INSTRUCTIONS TO FOLLOW: Set every entry down again exactly, omitting none.

Excerpts from a dataset
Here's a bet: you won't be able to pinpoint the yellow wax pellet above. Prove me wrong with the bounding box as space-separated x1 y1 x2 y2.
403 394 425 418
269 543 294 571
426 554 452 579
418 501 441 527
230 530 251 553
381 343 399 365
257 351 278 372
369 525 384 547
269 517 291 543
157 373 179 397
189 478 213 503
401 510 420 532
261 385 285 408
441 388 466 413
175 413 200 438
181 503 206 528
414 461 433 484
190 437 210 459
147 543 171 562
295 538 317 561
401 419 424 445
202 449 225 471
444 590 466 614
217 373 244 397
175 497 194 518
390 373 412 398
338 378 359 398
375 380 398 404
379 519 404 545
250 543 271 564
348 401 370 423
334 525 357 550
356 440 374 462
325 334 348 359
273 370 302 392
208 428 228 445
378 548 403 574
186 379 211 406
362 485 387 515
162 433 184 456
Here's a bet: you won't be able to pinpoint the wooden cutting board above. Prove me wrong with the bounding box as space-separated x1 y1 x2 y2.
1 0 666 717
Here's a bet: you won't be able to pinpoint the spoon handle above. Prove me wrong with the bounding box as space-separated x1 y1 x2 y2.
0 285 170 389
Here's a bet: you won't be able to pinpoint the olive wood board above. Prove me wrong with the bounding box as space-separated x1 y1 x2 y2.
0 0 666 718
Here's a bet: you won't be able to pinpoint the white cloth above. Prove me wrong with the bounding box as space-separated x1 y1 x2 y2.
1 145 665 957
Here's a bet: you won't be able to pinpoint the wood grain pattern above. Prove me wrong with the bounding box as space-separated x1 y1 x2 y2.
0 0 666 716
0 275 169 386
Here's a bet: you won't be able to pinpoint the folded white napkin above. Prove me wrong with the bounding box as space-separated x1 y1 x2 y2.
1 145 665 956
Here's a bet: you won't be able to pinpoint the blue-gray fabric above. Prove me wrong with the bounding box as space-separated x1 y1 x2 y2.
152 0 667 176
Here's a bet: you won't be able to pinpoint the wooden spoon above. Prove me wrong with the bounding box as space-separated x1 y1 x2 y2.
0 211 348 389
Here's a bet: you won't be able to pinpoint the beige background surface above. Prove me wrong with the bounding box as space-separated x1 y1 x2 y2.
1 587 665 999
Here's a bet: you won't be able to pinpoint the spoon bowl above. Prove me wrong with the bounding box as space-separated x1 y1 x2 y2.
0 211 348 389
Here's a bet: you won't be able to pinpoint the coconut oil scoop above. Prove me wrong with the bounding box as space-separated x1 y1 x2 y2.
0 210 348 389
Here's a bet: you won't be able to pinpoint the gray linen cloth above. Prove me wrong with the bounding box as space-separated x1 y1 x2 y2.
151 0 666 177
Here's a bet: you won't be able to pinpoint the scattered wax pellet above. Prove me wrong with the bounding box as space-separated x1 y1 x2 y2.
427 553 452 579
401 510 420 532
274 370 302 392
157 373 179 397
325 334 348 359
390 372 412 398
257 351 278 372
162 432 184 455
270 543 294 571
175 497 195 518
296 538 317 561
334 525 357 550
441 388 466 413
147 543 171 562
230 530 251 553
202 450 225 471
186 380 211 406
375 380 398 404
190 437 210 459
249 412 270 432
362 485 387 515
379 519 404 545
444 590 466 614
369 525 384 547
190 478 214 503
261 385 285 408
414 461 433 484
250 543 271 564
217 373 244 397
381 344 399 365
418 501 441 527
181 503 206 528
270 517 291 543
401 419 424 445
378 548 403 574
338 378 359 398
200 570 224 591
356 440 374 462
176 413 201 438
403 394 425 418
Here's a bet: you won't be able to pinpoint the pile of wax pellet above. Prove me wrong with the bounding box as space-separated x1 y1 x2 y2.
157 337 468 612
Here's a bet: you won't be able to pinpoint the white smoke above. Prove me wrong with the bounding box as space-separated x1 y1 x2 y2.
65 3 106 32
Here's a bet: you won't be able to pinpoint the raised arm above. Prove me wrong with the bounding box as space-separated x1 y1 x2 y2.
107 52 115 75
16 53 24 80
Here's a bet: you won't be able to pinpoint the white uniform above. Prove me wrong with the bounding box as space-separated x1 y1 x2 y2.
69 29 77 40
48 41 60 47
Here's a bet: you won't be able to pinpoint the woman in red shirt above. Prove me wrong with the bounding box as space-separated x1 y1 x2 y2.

OUTPUT FOR THIS EXERCISE:
Here's a bet: you won't be able to pinpoint the yellow wax pellet above. Prove me wrong with the bounding box as space-separated x1 y1 x2 y2.
403 394 425 418
269 543 294 571
426 554 452 579
418 501 441 527
230 530 251 553
381 343 399 365
257 351 278 372
369 525 384 547
269 517 291 543
157 373 179 397
189 478 213 503
401 510 420 532
261 385 285 408
441 388 466 413
175 413 200 438
181 503 206 528
414 461 433 484
190 437 210 459
147 543 171 562
295 538 317 561
401 419 424 445
202 449 225 471
444 590 466 614
217 373 244 397
175 497 194 518
390 373 412 398
338 378 359 398
375 380 398 404
379 519 404 545
250 543 271 564
348 401 370 423
334 525 357 550
356 440 374 462
325 334 348 359
273 370 302 392
208 428 228 445
378 548 403 574
186 379 211 406
362 485 387 515
162 433 184 456
Here's a bet: you won't be able to pinpoint the wooden cutting board above. Prove me wrong with the bounding box as space-separated x1 y1 x2 y2.
1 0 666 717
Here's a bet: you won't be able to pinpoint the spoon handle above. Prove me wrong with the bounding box as space-separated x1 y1 x2 y2.
0 285 170 389
Here's a bet: you won't be able to pinpoint the olive wood board above. Prove me wrong with the bounding box as space-separated x1 y1 x2 y2.
0 0 666 718
Here's a bet: you won't be able to pinpoint the white cloth above. Prove me wrong with the bounding box as space-separated x1 y1 x2 y2.
1 145 665 957
Here's a bet: you won't be able to pinpoint the wood grain pattern above. Prove me wrong with the bounding box as space-separated x1 y1 x2 y2.
0 0 666 716
0 275 169 386
Here's a bet: you won't be able to pinpoint the folded white napkin above. Prove me wrong with the bounding box as space-separated x1 y1 x2 y2.
1 145 665 956
Here's a bet: you won't be able to pinpoint the blue-gray fabric above. Prove me wrong with the bounding box as space-separated x1 y1 x2 y2.
152 0 667 176
Here's a bet: you won't be able to pinpoint the wooden spoon above. Prove me wrong with the bounding box as space-separated x1 y1 x2 y2.
0 211 348 389
Here's a bet: you won't be able to pinpoint the beige background surface above. Prove me wrong with the bounding box as space-separated x1 y1 x2 y2.
1 587 665 999
Here's a bet: you won't be able to pinpoint the spoon bowl above. Prove me wrong with the bounding box as space-separated x1 y1 x2 y2.
0 211 348 389
Here's a bet: you won't be able to pinpoint the coconut oil scoop above. Prove me wrong with the bounding box as space-separated x1 y1 x2 y2.
0 210 348 389
Here's a bet: you won't be able to pinpoint the gray linen cloth above. Prove me wrong with the bounding box as space-separated x1 y1 x2 y2.
151 0 666 177
Here's a bet: you won't be able to pinpoint the scattered wax pellet above. Prove me wrong with the bounding box as space-separated x1 y1 x2 y2.
427 553 452 579
401 510 420 532
274 370 302 392
157 373 179 397
325 334 348 359
390 372 412 398
257 351 278 372
162 432 184 455
270 543 294 571
175 497 195 518
296 538 317 561
334 525 357 550
441 388 466 413
147 543 171 562
230 530 251 553
202 450 225 471
186 380 211 406
375 380 398 404
190 437 210 459
249 412 270 432
362 485 387 515
379 519 404 545
444 590 466 614
369 525 384 547
190 478 214 503
261 385 285 408
414 461 433 484
250 543 271 564
217 373 244 397
381 344 399 365
418 501 441 527
181 503 206 528
270 517 291 543
401 419 424 445
378 548 403 574
338 378 359 398
200 570 224 591
356 440 374 462
176 413 201 438
403 394 425 418
Here's a bet: you won't be able to pinpoint the pile of wax pellet above. Prove me wrong with the bounding box as space-separated x1 y1 x2 y2.
157 337 468 612
Here's a bet: you won't be able to pinpoint the white smoke above. Prove me wrong with the bounding box as space-separated x1 y1 x2 y2.
65 3 106 32
Here's a bet: you won't be able to pinpoint the raised arm above. Prove me wrong with the bounding box as space-separated x1 y1 x2 y2.
107 52 115 75
16 53 24 80
Here's a bet: you won't be able to pinpoint the white uniform above. Prove me wrong with the bounding box as space-separated x1 y1 x2 y2.
69 29 77 40
48 41 60 47
Here's a bet: you won't be able to pinpoint the woman in red shirt above. Prove me wrong with the bounding box as space-separated x1 y1 x2 y2.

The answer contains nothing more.